- WHAT IS ASKED
Copy out the complete listing, word for word.

- ENTRIES SHOWN
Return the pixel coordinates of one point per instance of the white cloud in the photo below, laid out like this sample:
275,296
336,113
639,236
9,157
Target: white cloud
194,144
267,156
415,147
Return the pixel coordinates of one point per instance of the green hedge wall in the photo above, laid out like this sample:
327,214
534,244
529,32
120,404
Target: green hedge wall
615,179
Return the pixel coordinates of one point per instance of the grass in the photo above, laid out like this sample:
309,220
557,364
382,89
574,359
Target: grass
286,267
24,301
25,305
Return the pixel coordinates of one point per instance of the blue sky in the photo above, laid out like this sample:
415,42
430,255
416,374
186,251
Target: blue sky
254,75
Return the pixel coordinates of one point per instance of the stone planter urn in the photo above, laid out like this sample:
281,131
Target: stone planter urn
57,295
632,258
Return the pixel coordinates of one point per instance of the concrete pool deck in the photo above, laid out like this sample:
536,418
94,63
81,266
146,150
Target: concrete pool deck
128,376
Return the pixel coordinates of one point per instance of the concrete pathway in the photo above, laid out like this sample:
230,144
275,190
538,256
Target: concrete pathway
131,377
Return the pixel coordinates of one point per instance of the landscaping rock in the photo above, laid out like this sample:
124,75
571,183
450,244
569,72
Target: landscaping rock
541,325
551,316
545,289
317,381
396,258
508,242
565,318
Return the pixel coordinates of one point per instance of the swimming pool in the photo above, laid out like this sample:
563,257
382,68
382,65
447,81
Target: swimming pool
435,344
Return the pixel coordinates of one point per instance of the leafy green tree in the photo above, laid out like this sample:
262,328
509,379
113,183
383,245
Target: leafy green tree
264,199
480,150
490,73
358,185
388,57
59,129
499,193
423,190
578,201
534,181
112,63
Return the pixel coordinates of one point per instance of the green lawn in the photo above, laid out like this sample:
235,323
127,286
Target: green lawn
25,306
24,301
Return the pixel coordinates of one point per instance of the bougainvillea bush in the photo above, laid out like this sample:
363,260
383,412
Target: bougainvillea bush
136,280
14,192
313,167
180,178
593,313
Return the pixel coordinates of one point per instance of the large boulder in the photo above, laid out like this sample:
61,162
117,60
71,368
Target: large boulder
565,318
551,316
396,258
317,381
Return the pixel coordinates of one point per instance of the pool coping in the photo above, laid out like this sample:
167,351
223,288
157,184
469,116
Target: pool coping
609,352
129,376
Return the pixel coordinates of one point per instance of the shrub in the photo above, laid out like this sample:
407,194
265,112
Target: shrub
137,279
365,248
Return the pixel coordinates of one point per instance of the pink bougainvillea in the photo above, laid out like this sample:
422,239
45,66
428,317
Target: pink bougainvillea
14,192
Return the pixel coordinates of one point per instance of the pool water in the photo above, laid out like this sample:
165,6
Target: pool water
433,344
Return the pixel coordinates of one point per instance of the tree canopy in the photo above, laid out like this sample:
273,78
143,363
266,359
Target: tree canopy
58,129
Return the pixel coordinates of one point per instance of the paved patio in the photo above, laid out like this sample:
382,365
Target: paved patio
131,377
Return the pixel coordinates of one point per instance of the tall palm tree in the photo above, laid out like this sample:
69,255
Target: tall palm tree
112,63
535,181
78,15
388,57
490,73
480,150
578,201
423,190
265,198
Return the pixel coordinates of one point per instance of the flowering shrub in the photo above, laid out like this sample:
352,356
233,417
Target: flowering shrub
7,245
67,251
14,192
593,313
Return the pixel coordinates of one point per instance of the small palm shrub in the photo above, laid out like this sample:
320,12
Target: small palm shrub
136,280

- ANSWER TO THIS TASK
Return the pixel coordinates of one point per instance of the white cloud in the photo below, laid out like this sample:
275,296
336,113
639,236
9,157
Target: white cloud
194,144
267,156
415,147
Return the pixel coordinates of one point per instance of the green hedge wall in the photo above, laid out like this sample:
327,214
534,244
529,32
120,404
Target: green hedge wall
615,179
Return the pixel coordinates of one point per instance of the grass in the photo above, laid out like this sample:
309,220
557,364
382,89
574,359
Target: grass
286,267
24,301
25,305
Return the pixel coordinates of one point per instance of the blue sky in the photo above, laid out like this sample:
415,42
430,255
416,374
186,251
Target: blue sky
254,75
Return the pixel coordinates of one point per instance of the stone planter urn in the photo above, laid out like this sample:
281,131
Target: stone planter urn
57,295
632,258
Return the pixel coordinates of one point per instance of the concrete pool deck in the photo above, laid out like this sample:
536,418
94,63
81,266
146,150
Target: concrete pool deck
128,376
Return the pixel coordinates of one point per instance of the concrete pathway in the photo above, laid out like this sample:
230,144
275,190
538,256
Target: concrete pathway
131,377
Return the pixel coordinates of one point per instance of the landscaping rock in the photo above, laid out like this sample:
124,75
571,183
450,244
569,72
Target: landscaping rock
541,325
551,316
545,289
317,381
396,258
508,242
565,318
Return the pixel coordinates of one point per instance of the swimming pool in the photo above, laid out like this sample:
563,257
382,68
382,65
447,81
Target: swimming pool
435,344
Return the pixel coordinates of one point per instance of the leafy green tree in the photo above, laid out like this sample:
262,328
509,379
113,183
383,245
Target: leafy green tree
264,199
480,150
490,73
358,185
388,57
59,129
499,193
423,190
578,201
534,181
112,63
Return the pixel coordinates of one point per instance of the green lawn in the photo above, laid out like this sample:
235,323
127,286
Target: green lawn
25,306
24,301
Return the pixel coordinates of one point per instance of the bougainvillea bush in the photo above, laid out like this sample:
363,260
383,412
Target: bougainvillea bush
136,280
14,192
313,167
180,178
593,313
Return the pixel coordinates of one point per instance of the large boulder in the photo above, laid out like this sample:
61,162
117,60
71,368
Target: large boulder
565,318
551,316
396,258
317,381
Return the pixel coordinates of one point per instance of the pool coping in the photo above, laid out like this sample:
167,351
223,288
157,184
469,116
Target: pool coping
609,352
129,376
Return the pixel coordinates of one point per instance of the shrub in the photo above, laid out like this sample:
407,194
265,112
Target: shrub
137,279
365,248
Return the pixel coordinates of one point per instance of the pink bougainvillea in the photo above, laid out like this sample:
422,239
45,66
428,317
Target: pink bougainvillea
14,192
Return the pixel coordinates of one point per instance of the pool water in the photo above, laid out like this sample:
165,6
Target: pool water
433,344
Return the pixel coordinates of one point per instance of the tree canopy in the photo above, laid out like this sample:
273,78
143,363
266,359
Target: tree canopy
58,129
Return the pixel coordinates of one point per instance of the paved patio in the photo above, laid out like this sample:
382,365
Target: paved patio
131,377
Return the pixel coordinates of one point per instance of the tall palm tree in the photo above, laid out like this sample:
69,255
Target: tall palm tree
112,63
535,181
78,15
388,57
490,73
480,150
578,201
423,190
265,198
Return the pixel coordinates of one point per instance of the flowering shrub in the photo above, laid out like this sample:
352,356
233,417
Target: flowering shrub
7,245
67,251
14,192
593,313
Return the pixel coordinates of one point per instance of the small palm shrub in the photo above, laid out like this sample:
320,12
Target: small palm shrub
136,280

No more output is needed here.